• O que fazer
Prossiga a entrevista sobre Maki e o Pato Fu, começando logo após a última frase do trecho abaixo.

• Texto de origem
******************************

E teve a Maki também, né? Que imagino seja muito legal porque o Pizzicato Five sempre foi uma grande referência pro Pato Fu.
Nossa, a gente ouviu demais. É uma banda que inspira o Pato Fu. Ela gostou demais quando tocamos no Japão, ela foi, assistiu ao show, cantou comigo. Ela percebeu que era de verdade uma banda brasileira cantando em japonês. Ela ouviu "Made in Japan" e não acreditava. E ela gosta muito de música brasileira, de bossa nova, e eu sempre mando meus lançamentos pra ela. Nas sete vezes que fui ao Japão a gente se encontrou, saiu pra jantar, pra assistir a shows, então virou uma amizade... Uma ídola tão longe, lá do outro lado do mundo, de uma geração um pouco anterior à minha, mas que hoje faz música comigo. É uma celebração mesmo. Num momento tão duro, você ter uma coisa dessas... E a música é a mais pra cima do disco.

******************************

• Dados fornecidos
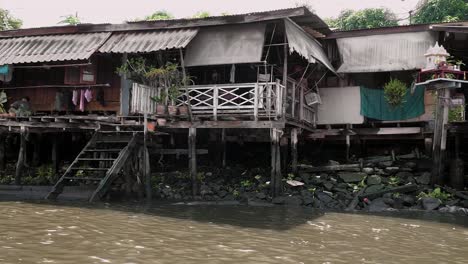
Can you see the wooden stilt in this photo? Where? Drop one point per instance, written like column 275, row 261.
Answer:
column 457, row 175
column 192, row 136
column 440, row 136
column 21, row 159
column 294, row 150
column 428, row 146
column 284, row 152
column 146, row 164
column 36, row 160
column 223, row 143
column 348, row 146
column 55, row 156
column 276, row 185
column 2, row 153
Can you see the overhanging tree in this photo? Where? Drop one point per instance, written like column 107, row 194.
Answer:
column 362, row 19
column 433, row 11
column 8, row 22
column 159, row 15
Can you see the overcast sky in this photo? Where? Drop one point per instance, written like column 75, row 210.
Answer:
column 38, row 13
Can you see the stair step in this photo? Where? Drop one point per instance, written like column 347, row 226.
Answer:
column 103, row 150
column 83, row 178
column 91, row 159
column 91, row 169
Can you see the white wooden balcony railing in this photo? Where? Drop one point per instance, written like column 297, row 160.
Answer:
column 257, row 100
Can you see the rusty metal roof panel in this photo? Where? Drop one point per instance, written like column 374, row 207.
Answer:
column 50, row 48
column 149, row 41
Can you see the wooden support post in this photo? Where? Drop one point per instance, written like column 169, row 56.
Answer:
column 256, row 101
column 2, row 153
column 440, row 135
column 348, row 146
column 215, row 102
column 21, row 159
column 36, row 160
column 284, row 153
column 276, row 177
column 301, row 103
column 457, row 175
column 55, row 156
column 146, row 163
column 285, row 76
column 294, row 150
column 428, row 146
column 223, row 144
column 192, row 136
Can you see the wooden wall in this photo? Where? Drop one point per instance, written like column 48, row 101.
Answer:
column 43, row 99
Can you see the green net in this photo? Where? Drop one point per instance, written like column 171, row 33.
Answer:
column 374, row 105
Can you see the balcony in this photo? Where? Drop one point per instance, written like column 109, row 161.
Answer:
column 251, row 101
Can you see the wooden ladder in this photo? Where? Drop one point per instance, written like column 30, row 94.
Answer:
column 99, row 162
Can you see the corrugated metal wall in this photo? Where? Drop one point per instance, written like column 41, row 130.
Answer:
column 389, row 52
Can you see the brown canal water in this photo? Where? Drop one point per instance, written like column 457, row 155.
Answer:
column 79, row 233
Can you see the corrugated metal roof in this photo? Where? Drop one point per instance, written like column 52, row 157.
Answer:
column 50, row 48
column 136, row 42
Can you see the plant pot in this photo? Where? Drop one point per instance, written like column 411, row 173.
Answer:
column 172, row 110
column 151, row 126
column 160, row 109
column 183, row 110
column 161, row 121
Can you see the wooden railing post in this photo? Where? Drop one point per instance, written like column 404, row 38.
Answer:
column 256, row 102
column 215, row 102
column 293, row 107
column 301, row 103
column 279, row 107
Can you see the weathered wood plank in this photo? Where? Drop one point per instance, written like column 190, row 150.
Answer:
column 399, row 189
column 344, row 167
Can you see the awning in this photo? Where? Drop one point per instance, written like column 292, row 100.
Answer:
column 50, row 48
column 381, row 53
column 304, row 44
column 226, row 45
column 136, row 42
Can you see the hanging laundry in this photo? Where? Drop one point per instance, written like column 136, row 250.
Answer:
column 6, row 73
column 232, row 79
column 82, row 98
column 100, row 96
column 67, row 99
column 59, row 101
column 88, row 95
column 75, row 97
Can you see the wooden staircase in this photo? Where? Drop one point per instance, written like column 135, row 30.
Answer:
column 98, row 163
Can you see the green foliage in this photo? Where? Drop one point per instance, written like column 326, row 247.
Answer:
column 246, row 183
column 71, row 20
column 394, row 181
column 159, row 15
column 3, row 100
column 8, row 22
column 201, row 14
column 436, row 193
column 395, row 92
column 456, row 114
column 434, row 11
column 362, row 19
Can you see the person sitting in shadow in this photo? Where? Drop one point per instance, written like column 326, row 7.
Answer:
column 20, row 108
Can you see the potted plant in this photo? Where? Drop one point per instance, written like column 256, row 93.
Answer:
column 395, row 92
column 458, row 65
column 173, row 93
column 160, row 103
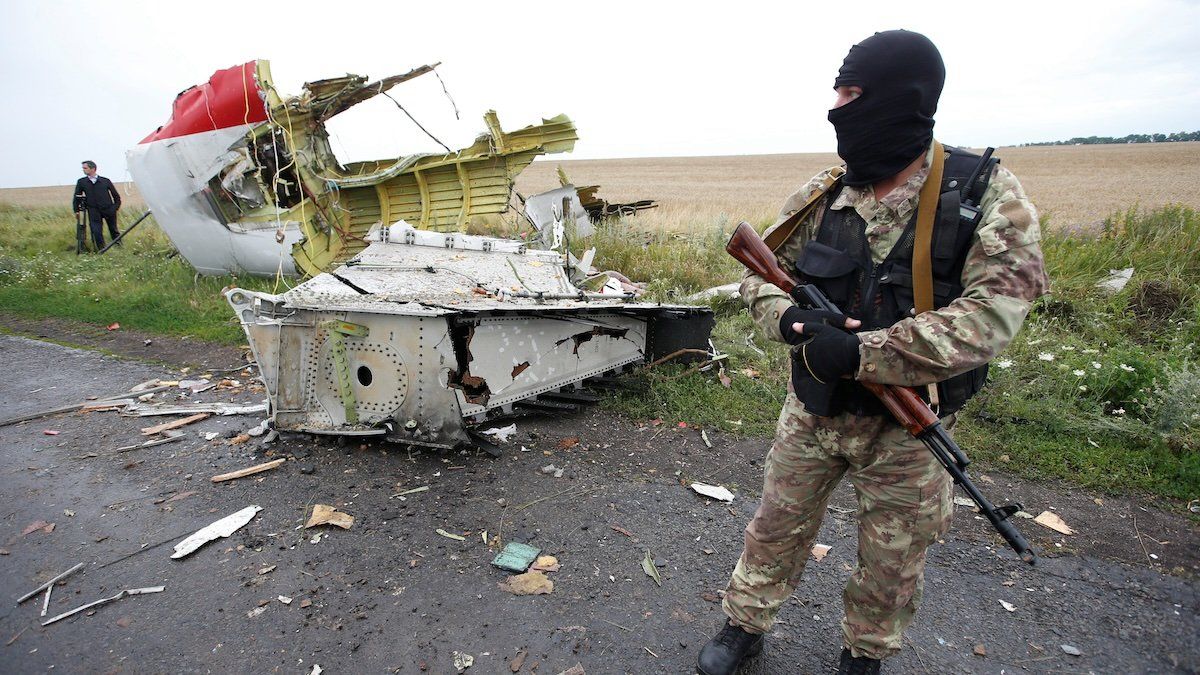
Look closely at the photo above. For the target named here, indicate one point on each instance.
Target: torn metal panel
(557, 214)
(244, 179)
(599, 208)
(448, 330)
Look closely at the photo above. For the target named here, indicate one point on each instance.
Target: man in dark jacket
(97, 195)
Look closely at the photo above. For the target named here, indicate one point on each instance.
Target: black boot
(857, 664)
(724, 652)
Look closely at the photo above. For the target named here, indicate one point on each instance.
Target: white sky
(90, 79)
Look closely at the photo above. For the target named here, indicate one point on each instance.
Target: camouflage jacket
(1002, 276)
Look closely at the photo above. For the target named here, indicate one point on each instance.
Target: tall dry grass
(1075, 186)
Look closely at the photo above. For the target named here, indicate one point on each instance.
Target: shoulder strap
(922, 248)
(785, 230)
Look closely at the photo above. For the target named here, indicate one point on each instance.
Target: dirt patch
(623, 493)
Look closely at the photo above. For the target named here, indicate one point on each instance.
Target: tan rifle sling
(923, 243)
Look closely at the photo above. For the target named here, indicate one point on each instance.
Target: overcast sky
(90, 79)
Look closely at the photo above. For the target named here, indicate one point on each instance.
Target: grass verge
(1102, 389)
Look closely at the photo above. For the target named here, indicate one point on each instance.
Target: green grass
(141, 285)
(1116, 410)
(1102, 390)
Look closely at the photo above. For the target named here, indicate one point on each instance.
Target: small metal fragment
(51, 583)
(105, 601)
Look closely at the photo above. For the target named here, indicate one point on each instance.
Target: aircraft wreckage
(424, 334)
(407, 328)
(243, 179)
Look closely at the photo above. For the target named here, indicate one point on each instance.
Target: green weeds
(1099, 389)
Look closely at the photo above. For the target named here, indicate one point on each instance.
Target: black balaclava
(888, 126)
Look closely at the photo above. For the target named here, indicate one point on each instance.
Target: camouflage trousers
(904, 506)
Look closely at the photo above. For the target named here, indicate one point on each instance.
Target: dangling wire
(447, 91)
(449, 151)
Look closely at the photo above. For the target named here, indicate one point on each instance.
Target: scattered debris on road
(516, 556)
(1054, 521)
(124, 593)
(48, 584)
(223, 527)
(411, 491)
(462, 661)
(528, 584)
(325, 514)
(649, 568)
(37, 525)
(249, 471)
(174, 424)
(622, 530)
(718, 493)
(168, 437)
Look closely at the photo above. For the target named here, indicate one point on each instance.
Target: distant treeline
(1132, 138)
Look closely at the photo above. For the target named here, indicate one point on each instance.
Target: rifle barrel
(903, 402)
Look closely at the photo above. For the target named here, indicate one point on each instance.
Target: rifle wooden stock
(909, 408)
(750, 250)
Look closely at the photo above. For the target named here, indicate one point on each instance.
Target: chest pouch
(829, 269)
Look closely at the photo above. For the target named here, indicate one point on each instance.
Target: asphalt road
(393, 595)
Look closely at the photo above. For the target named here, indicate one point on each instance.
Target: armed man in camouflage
(855, 242)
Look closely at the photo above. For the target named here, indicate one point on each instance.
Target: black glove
(796, 315)
(828, 352)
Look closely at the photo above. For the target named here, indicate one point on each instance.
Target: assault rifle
(903, 402)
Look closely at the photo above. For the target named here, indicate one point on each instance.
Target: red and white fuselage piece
(173, 168)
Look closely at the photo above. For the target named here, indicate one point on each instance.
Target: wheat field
(1077, 186)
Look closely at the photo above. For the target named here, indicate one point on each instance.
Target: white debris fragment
(223, 527)
(719, 493)
(105, 601)
(727, 291)
(1054, 521)
(965, 501)
(501, 434)
(1116, 280)
(462, 661)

******************************

• Resposta
Eu acabei de ver o vídeo de vocês cantando aqui no Twitter. Ficou legal, uma coisa caseira, intimista e estamos todos em casa, né?
Ah... que bonitinho. Ela que fez, nem me avisou, foi da cabeça dela. Ela pegou um vídeo que fiz pro dia do nikkei (descendentes de japoneses) e montou ela cantando comigo. Nem deu tempo de sugerir fazer algo mais pra frente. Um amorzinho. É simples e faz tanto efeito, né? Não é preciso tanta pirotecnia. A gente fez o disco, mixou, masterizou, cuidou de capa e tudo. Tem dois lyric video e eu quero criar mais conteúdo visual pro disco pra mantê-lo, porque não vou sair em turnê. Eu ia propor de fazer um clipe com ela à distância, mas ela já fez um trechinho, né? Achei tao bonitinho (risos).
Você falou de ameaças nas redes, mas nunca teve medo de se posicionar, né?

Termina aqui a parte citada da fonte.